#### [What this task involves]
Rescale every point coordinate in the answers by 1.75, rounding each to a whole number with halves rounded up. Reproduce all lines in the stretch from the line containing "drop a point: the windshield" through the end of the records, with the requests and their wording unchanged and only the coordinates changed.

## START Material for the task

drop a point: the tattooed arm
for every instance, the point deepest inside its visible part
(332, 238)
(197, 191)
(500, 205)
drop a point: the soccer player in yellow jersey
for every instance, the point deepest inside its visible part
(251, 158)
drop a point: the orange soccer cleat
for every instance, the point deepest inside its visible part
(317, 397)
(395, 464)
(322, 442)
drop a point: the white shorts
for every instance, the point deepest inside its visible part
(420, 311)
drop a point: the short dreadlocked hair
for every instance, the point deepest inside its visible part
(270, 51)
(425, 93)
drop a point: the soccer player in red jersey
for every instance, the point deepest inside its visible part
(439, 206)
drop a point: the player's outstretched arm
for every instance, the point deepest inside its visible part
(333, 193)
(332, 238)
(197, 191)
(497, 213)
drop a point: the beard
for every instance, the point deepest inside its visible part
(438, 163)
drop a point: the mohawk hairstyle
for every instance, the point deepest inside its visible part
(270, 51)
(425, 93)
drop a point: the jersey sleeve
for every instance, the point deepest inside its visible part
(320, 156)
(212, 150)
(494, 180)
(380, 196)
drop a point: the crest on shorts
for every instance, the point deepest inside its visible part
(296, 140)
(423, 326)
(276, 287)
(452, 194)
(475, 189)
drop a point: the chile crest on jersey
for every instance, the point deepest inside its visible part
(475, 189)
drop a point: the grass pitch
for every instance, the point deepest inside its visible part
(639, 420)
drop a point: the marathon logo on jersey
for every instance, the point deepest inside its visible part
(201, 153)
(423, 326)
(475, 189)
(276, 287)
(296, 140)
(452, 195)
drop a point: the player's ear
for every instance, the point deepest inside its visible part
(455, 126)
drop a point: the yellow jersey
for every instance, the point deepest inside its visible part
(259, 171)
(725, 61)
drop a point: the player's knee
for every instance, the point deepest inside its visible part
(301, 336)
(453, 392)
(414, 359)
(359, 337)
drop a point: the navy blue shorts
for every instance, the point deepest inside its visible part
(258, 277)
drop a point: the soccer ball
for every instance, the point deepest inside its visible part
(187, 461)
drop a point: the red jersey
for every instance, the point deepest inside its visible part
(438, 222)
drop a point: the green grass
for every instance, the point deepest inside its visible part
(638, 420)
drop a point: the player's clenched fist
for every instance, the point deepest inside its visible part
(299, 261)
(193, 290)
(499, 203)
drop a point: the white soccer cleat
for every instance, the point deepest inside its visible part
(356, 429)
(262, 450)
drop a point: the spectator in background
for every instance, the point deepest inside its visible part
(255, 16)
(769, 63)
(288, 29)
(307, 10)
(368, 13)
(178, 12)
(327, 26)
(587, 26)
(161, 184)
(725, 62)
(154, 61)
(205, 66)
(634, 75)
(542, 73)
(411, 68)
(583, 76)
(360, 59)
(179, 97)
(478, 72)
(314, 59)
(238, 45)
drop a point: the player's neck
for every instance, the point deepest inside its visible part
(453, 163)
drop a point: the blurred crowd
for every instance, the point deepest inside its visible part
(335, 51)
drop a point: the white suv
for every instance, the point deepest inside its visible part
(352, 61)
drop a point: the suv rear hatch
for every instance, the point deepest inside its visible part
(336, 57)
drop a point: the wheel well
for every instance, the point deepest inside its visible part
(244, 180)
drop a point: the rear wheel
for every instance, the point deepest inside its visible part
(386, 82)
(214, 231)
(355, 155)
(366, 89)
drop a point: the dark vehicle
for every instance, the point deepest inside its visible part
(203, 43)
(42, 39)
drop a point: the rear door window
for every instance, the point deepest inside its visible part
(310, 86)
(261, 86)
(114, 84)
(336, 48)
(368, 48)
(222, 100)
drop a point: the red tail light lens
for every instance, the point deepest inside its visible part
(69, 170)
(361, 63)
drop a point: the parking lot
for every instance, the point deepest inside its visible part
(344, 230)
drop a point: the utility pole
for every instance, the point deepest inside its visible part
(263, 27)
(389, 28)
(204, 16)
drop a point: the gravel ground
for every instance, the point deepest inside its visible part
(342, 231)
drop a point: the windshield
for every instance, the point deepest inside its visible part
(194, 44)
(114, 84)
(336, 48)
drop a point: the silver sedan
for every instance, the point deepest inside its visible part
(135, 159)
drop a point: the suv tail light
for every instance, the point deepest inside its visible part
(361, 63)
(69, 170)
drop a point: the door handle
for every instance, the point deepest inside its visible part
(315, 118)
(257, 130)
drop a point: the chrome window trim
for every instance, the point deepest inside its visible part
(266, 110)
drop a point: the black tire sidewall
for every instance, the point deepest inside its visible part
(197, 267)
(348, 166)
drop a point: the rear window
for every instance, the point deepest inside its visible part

## END Material for the task

#### [Reply to the exercise]
drop a point: the windshield
for every instance, the point deepest inside its visible part
(340, 77)
(200, 147)
(588, 84)
drop a point: the silver sedan
for every instance, the point deepest inside its visible part
(236, 278)
drop a point: the suv tail light
for every instance, the point deepest inside its visible part
(632, 110)
(121, 298)
drop a point: the door handle
for every instance, the point deepest inside its visible part
(551, 207)
(450, 228)
drop a point: the chrome window trim
for every instance, the point deepest inside its visible part
(466, 193)
drop a point: the black tire sidewall
for every instance, the point deepest inside its visible part
(345, 467)
(609, 291)
drop a point: the rear window
for every instance, the point deepest inside its visible part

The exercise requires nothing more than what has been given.